Texto da página:
#####
O gráfico mostra que o banco de dados está desequilibrado, já que 81,57% dos empréstimos foram liberados integralmente. Isso pode implicar que a predição será pela “maioria”.

Matriz de confusão

Há casos em que a acurácia não é uma boa métrica de desempenho. Quando análises mais detalhadas são necessárias, podemos usar a matriz de confusão.

Com a matriz de confusão, podemos definir métricas para cenários distintos que levam em conta os valores obtidos pelo classificador e os valores considerados como corretos (ground-truth, isto é, o “padrão-ouro” (gold standard).

Em um classificador binário, há quatro casos a considerar, ilustrados na Fig. 11:

  • Verdadeiro positivo (VP). O classificador prediz uma amostra como positiva que, de fato, é positiva.

  • Falso positivo (FP). O classificador prediz uma amostra como positiva que, na verdade, é negativa.

  • Verdadeiro negativo (VN). O classificador prediz uma amostra como negativa que, de fato, é negativa.

  • Falso negativo (FN). O classificador prediz uma amostra como negativa que, na verdade, é positiva.

../_images/matriz-confusao.png

Fig. 11 Matriz de confusão. Fonte: elaboração própria.
#####
Material fornecido:

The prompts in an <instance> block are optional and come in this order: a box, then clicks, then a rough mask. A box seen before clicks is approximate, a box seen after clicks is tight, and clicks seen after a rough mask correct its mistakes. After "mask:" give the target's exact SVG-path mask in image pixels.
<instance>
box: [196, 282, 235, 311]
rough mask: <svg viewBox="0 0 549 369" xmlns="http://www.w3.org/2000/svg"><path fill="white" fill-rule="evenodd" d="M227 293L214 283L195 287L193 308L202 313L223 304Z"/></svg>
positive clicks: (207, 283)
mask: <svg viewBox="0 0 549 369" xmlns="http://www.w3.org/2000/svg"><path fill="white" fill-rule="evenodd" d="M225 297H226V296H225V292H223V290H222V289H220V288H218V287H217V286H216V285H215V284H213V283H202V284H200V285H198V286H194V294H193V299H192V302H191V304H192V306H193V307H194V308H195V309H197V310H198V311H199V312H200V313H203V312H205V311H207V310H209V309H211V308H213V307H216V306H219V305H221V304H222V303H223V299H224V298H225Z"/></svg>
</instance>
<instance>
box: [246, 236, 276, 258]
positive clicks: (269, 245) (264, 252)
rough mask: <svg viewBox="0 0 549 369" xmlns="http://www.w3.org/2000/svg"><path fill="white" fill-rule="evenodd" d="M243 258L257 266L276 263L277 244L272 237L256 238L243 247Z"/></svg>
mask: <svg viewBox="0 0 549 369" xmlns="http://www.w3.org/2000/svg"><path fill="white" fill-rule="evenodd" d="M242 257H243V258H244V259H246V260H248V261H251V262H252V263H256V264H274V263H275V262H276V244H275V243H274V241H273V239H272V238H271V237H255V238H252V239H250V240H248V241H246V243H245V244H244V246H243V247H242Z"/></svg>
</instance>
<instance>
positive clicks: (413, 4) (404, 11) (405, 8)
#####
Instrução da tarefa 1: No texto sobre a matriz de confusão, que porcentagem dos empréstimos foi liberada integralmente?
Instrução da tarefa 2: Prolongue o texto sobre a matriz de confusão a partir da última frase apresentada.
Os registros não têm relação com o texto da página.

Campo de resposta 1: 81,57% dos empréstimos.

Campo de resposta 2:
Combinando esses quatro conceitos, podemos definir as métricas acurácia, recall (ou sensibilidade), especificidade, precisão (ou valor previsto positivo), valor previsto negativo, nesta ordem, da seguinte maneira:

\[\text{acc} = \dfrac{TP + TN}{TP + TN + FP + FN}\]
\[\text{rec} = \dfrac{TP}{TP + FN}\]
\[\text{spec} = \dfrac{TN}{TN + FP}\]
\[\text{prec} = \dfrac{TP}{TP + FP}\]
\[\text{npv} = \dfrac{TN}{TN + FN}\]

Note

Para uma interpretação ilustrada sobre essas métricas, veja este post.

Podemos computar a matriz de confusão com

conf = lambda a,b: np.sum(np.logical_and(yh == a, y == b))
TP, TN, FP, FN = conf(-1,-1), conf(1,1), conf(-1,1), conf(1,-1)

np.array([[TP,FP],[FN,TN]])
array([[3370,  690],
       [   7,   73]])

ou, usando o scikit-learn, com

from sklearn import metrics
metrics.confusion_matrix(yh,y) # switch (prediction, target)
array([[3370,  690],
       [   7,   73]])

Conjuntos de treinamento e de teste

Vejamos um exemplo com nn=1.

knn = neighbors.KNeighborsClassifier(n_neighbors=1)
knn.fit(x,y)
yh = knn.predict(x)

metrics.accuracy_score(yh,y), metrics.confusion_matrix(yh,y)
(1.0,
 array([[3377,    0],
        [   0,  763]]))

Este caso tem 100% de acurácia e uma matriz de confusão diagonal. No exemplo anterior, não diferenciamos o conjunto usado para treinamento e predição.

Porém, em problemas reais, as chances dessa perfeição ocorrer são minimas. Da mesma forma, o classificador em geral será aplicado em dados previamente desconhecidos. Esta condição força-nos a dividir os dados em dois conjuntos: aquele usado para aprendizagem (conjunto de treinamento) e outro para testar a acurácia (conjunto de teste.

Vejamos uma simulação mais realista.

# Randomiza e divide dados
# PRC*100% para treinamento
# (1-PRC)*100% para teste

PRC = 0.7
perm = np.random.permutation(y.size)
split_point = int(np.ceil(y.shape[0]*PRC))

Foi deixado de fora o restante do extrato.